■ WRITTEN REQUEST:
Write out exactly the lines running from the one that contains "the white undershirt" through the end of the material.
═════ INPUT DATA
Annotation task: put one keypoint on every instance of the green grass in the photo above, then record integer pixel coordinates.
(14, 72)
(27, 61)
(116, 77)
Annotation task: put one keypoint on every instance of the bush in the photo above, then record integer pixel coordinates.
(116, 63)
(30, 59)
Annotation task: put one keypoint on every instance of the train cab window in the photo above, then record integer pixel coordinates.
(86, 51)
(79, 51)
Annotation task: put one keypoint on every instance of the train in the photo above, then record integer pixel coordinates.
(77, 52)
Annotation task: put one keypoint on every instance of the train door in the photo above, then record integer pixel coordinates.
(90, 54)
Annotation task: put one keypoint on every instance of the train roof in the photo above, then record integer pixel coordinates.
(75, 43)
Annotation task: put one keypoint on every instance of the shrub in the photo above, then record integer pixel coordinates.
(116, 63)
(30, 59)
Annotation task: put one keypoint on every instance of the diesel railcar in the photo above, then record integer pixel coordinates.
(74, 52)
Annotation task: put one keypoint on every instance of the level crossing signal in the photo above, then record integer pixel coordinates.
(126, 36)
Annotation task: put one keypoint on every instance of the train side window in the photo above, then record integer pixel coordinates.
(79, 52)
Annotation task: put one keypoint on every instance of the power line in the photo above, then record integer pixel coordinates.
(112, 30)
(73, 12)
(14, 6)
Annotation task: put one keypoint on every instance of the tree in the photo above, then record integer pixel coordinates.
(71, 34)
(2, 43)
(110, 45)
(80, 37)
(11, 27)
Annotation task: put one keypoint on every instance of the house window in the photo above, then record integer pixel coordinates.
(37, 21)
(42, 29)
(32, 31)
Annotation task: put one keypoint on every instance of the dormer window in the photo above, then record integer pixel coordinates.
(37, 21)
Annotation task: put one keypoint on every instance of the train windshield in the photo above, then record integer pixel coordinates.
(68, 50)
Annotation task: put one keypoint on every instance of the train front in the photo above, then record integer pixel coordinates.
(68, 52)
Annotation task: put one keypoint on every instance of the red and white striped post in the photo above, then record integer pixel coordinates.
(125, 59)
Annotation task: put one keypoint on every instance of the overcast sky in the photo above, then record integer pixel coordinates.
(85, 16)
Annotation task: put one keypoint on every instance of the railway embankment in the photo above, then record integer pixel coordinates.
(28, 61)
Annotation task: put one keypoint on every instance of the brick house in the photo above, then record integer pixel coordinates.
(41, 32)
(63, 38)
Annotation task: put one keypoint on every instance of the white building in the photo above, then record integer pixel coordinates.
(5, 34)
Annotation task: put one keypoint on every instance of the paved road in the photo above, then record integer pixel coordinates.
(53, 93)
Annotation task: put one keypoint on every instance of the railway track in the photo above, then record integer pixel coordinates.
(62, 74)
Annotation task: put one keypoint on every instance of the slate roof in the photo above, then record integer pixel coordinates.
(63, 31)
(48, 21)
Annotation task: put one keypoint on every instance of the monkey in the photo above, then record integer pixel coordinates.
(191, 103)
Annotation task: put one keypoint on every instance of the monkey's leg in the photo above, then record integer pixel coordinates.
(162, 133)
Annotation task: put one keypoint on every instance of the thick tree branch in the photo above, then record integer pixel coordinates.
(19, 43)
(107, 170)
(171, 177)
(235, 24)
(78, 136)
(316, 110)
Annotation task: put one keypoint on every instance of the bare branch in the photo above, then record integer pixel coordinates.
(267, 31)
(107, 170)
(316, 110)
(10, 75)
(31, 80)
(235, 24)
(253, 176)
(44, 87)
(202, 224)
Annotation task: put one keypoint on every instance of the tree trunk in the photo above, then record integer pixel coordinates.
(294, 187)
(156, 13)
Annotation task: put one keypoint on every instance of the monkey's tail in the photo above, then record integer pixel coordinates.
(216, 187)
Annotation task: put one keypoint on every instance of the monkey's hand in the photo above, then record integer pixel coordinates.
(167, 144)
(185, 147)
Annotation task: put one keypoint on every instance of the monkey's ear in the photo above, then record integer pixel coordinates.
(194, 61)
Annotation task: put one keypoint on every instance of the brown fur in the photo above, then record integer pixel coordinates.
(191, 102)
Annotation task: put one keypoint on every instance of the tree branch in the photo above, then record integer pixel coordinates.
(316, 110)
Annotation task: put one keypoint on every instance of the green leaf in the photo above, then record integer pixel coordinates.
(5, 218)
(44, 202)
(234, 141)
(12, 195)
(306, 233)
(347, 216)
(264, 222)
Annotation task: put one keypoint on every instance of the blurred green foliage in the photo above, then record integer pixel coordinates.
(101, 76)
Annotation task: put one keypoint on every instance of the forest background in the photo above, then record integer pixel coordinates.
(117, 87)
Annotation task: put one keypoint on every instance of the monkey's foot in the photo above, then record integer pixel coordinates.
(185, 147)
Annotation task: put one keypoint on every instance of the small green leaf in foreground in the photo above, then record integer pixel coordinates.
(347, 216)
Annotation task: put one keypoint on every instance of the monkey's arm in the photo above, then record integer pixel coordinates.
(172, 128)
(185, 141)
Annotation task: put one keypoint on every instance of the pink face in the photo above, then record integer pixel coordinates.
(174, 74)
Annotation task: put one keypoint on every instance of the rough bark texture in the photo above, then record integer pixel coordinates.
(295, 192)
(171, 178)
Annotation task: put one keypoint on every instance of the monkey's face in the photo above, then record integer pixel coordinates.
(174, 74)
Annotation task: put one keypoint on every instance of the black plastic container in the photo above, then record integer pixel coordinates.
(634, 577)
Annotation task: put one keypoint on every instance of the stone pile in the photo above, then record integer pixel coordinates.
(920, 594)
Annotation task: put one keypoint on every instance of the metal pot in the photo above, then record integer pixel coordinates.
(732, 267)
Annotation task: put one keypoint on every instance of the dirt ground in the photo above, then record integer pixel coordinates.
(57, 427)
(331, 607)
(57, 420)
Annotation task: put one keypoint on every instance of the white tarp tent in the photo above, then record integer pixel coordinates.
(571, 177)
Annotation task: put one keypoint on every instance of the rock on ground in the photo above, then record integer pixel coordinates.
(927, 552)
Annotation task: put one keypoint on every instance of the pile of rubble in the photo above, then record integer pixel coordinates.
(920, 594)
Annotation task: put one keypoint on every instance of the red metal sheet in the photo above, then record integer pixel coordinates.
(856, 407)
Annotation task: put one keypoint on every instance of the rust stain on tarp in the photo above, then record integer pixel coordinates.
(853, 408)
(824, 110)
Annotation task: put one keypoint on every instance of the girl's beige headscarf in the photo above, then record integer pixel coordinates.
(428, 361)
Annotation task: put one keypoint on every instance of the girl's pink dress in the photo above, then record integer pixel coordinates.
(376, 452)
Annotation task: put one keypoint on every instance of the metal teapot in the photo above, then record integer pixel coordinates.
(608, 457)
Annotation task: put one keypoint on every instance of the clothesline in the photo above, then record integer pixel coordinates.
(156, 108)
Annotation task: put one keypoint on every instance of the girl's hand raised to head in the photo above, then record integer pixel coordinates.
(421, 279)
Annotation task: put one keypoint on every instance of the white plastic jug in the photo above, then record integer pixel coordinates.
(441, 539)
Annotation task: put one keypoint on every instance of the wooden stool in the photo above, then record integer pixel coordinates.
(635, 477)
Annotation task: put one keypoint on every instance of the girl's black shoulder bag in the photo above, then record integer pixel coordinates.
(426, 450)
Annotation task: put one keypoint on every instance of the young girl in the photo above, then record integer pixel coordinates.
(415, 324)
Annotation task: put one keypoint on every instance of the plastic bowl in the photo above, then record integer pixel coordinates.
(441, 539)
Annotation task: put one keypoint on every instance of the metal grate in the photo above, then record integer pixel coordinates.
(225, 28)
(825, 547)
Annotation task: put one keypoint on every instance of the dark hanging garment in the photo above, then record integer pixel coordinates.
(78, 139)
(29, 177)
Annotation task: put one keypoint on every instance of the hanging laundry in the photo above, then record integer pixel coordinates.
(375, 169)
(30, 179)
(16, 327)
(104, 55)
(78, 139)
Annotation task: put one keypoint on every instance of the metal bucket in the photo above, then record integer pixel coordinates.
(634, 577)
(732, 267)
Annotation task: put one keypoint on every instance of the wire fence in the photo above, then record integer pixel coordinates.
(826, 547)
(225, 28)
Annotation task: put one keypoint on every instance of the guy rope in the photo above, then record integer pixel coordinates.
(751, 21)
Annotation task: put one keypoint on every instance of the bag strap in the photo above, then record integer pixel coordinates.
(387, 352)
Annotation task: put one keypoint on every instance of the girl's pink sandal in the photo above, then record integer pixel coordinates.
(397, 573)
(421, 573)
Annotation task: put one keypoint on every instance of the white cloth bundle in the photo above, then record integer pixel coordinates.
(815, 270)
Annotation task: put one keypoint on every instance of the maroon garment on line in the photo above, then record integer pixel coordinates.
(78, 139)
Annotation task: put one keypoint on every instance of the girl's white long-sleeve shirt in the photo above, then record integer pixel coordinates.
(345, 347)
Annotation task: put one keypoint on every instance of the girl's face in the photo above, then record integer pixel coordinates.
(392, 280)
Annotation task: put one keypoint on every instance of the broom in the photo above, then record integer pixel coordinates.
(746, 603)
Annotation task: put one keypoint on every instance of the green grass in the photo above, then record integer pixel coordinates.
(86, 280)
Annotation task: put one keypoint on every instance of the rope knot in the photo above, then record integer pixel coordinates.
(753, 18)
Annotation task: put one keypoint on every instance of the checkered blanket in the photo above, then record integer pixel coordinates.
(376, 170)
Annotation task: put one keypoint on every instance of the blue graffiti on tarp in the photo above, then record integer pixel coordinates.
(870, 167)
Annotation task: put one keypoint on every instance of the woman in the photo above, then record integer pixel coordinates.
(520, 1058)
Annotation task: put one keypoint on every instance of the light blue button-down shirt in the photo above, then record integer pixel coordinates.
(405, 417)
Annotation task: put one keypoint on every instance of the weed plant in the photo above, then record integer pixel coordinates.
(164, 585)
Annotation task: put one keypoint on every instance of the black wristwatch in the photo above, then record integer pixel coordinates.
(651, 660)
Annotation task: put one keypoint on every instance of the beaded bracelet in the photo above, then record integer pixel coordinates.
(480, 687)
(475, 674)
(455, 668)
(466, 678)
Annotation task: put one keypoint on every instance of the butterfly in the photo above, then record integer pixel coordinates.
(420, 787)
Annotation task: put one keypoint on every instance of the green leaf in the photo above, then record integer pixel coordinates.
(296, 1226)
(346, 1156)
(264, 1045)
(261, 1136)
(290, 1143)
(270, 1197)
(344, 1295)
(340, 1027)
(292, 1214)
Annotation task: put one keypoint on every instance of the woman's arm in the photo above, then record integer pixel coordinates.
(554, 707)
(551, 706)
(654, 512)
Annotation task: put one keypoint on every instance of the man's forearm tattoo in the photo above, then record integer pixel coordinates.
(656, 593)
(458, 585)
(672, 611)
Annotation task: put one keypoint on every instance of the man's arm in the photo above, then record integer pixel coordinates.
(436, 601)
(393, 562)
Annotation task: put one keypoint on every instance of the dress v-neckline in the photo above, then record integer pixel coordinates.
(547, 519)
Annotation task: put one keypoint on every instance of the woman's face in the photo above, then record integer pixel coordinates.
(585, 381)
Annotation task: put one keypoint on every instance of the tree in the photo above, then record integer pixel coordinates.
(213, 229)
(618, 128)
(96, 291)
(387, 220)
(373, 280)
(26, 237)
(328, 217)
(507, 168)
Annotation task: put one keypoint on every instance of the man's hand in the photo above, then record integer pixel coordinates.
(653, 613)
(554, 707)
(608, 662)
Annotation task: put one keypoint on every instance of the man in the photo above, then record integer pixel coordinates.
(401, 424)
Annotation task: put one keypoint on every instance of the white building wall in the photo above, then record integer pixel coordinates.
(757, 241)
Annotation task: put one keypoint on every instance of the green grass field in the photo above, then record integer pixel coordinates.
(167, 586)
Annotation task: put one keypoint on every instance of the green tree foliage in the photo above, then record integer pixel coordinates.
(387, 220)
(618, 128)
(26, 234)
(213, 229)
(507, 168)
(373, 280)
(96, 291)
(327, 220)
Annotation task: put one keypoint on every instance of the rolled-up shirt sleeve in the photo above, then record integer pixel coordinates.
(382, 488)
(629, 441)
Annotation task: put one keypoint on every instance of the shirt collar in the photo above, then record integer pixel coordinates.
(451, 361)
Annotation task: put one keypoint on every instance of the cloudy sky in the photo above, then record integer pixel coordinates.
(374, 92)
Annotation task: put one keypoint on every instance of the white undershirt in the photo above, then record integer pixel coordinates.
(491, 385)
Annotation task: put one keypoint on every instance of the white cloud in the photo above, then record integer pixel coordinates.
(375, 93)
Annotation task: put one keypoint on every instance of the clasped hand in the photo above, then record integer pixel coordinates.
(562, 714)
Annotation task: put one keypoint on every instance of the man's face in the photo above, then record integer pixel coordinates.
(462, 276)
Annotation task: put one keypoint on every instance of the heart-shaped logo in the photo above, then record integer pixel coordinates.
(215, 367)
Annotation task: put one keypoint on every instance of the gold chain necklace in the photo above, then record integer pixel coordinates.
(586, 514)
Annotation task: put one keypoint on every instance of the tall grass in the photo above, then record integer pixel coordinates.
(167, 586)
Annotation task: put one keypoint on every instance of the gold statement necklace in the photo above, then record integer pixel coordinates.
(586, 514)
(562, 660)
══════════
■ PROBLEM SOLUTION:
Annotation task: put one keypoint on every instance of the white undershirt in the photo above, then record integer pixel coordinates.
(491, 385)
Annotation task: put one keypoint on every instance of the white cloud in the photo above, then record integer pixel coordinates.
(375, 93)
Annotation task: put one keypoint on every instance of the clasped hand in the photo above, then record integer pixel coordinates.
(562, 714)
Annotation task: put one keypoint on every instance of the man's face in the photo above, then record integer pixel coordinates.
(462, 276)
Annotation task: put one keypoint on every instance of the heart-shaped logo in the photo above, then record integer pixel coordinates.
(215, 367)
Annotation task: put one keypoint on every instance of the gold chain necklace in the photo above, then record integer pixel coordinates.
(586, 514)
Annotation task: put one keypoint on every instance of the tall grass in the photo above, then record integer pixel coordinates.
(167, 586)
Annotation task: put one keypoint on every instance of the gold statement necklace in the photo above, then record integer pixel coordinates.
(586, 514)
(562, 660)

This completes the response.